━━ Given records

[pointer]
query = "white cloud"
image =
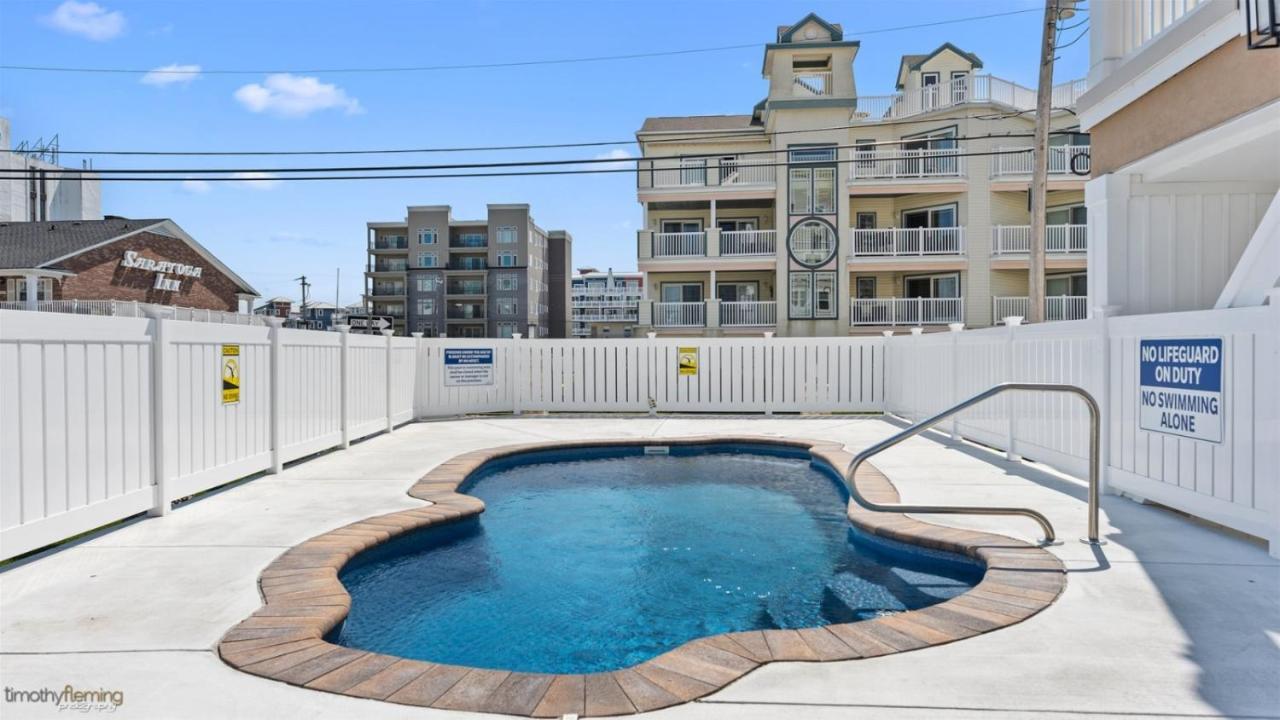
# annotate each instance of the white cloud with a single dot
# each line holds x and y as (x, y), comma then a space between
(86, 19)
(295, 96)
(170, 74)
(257, 181)
(624, 158)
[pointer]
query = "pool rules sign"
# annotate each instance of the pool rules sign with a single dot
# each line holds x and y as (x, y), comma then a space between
(1180, 387)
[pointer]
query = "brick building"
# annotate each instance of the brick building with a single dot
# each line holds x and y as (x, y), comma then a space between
(118, 259)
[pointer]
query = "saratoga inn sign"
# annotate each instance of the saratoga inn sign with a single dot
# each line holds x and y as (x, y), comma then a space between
(168, 274)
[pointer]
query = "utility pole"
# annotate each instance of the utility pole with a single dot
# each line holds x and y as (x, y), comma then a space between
(302, 309)
(1040, 168)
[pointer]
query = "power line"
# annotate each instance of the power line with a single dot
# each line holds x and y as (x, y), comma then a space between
(13, 174)
(479, 65)
(986, 117)
(510, 163)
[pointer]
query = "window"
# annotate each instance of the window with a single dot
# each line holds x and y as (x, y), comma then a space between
(681, 292)
(812, 242)
(932, 286)
(864, 287)
(737, 291)
(824, 295)
(681, 226)
(813, 190)
(1073, 285)
(800, 295)
(942, 217)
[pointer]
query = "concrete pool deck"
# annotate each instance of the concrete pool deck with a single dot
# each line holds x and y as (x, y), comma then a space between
(1170, 618)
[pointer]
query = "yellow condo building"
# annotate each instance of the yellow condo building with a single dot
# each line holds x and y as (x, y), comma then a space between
(824, 212)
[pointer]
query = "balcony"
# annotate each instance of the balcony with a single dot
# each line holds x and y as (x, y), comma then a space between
(465, 287)
(680, 314)
(905, 242)
(1056, 308)
(388, 267)
(961, 91)
(906, 311)
(878, 165)
(388, 290)
(465, 313)
(749, 314)
(812, 85)
(1064, 160)
(679, 244)
(696, 173)
(389, 242)
(1059, 240)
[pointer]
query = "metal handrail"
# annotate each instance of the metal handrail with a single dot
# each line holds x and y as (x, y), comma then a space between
(1095, 418)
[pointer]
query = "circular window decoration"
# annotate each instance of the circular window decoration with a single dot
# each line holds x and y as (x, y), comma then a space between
(812, 242)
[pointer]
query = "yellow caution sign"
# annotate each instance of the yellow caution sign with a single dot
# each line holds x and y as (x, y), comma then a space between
(686, 360)
(231, 374)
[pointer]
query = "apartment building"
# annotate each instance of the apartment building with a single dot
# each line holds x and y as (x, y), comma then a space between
(826, 212)
(493, 277)
(606, 304)
(1184, 108)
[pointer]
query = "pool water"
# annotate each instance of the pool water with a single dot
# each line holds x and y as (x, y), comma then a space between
(594, 560)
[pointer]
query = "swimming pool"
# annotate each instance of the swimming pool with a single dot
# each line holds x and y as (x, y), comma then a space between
(598, 559)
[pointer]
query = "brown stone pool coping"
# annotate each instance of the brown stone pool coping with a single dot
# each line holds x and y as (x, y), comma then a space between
(304, 600)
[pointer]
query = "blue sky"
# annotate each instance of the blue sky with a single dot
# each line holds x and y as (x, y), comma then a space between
(274, 232)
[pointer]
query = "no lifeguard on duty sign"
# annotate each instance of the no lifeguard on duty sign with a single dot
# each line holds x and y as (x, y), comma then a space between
(1180, 387)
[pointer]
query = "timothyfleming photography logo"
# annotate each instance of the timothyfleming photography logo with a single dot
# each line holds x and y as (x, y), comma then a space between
(68, 698)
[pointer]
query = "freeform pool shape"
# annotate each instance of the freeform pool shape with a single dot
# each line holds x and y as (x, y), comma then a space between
(599, 559)
(306, 604)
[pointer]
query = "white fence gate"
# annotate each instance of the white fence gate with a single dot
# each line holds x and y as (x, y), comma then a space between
(1233, 482)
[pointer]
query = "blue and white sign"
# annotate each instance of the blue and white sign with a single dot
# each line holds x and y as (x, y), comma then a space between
(1180, 387)
(469, 367)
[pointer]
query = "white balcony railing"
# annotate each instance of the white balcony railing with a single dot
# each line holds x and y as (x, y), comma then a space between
(1056, 308)
(1063, 160)
(1059, 240)
(679, 244)
(888, 242)
(131, 309)
(810, 85)
(906, 311)
(749, 242)
(680, 314)
(749, 313)
(732, 171)
(905, 164)
(976, 89)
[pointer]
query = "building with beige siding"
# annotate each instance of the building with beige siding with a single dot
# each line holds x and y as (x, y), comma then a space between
(447, 277)
(826, 212)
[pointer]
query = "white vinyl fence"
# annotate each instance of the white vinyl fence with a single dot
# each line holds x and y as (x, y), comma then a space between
(1233, 482)
(105, 418)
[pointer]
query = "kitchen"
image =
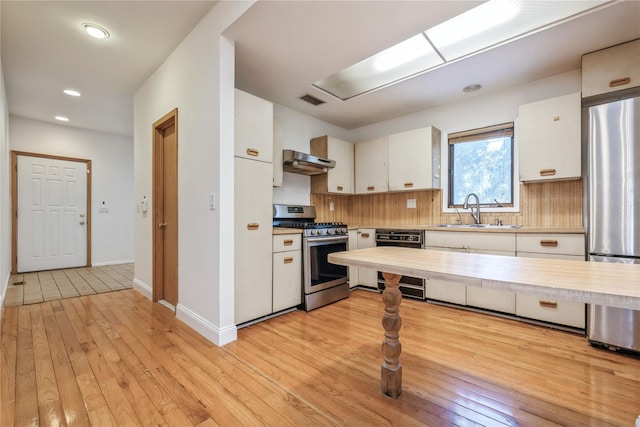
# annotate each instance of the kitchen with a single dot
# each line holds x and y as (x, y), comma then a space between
(478, 111)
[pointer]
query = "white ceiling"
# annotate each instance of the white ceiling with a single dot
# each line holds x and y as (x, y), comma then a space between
(282, 47)
(45, 50)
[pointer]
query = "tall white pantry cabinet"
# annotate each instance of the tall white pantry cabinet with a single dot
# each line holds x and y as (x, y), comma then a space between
(253, 206)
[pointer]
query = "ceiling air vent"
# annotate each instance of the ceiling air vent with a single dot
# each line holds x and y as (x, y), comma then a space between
(312, 99)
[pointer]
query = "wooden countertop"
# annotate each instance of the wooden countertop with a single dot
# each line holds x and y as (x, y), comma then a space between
(616, 285)
(282, 230)
(521, 230)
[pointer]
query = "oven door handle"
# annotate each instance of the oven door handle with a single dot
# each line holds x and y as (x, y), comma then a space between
(314, 241)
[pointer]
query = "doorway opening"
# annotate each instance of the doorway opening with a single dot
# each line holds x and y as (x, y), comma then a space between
(165, 210)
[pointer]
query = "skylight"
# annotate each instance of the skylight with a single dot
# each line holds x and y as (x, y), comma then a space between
(486, 26)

━━━━

→ Exercise:
How many lines of the material above contain the string "power"? Letter case matters, and the reply should be the number alone.

→ Right answer:
2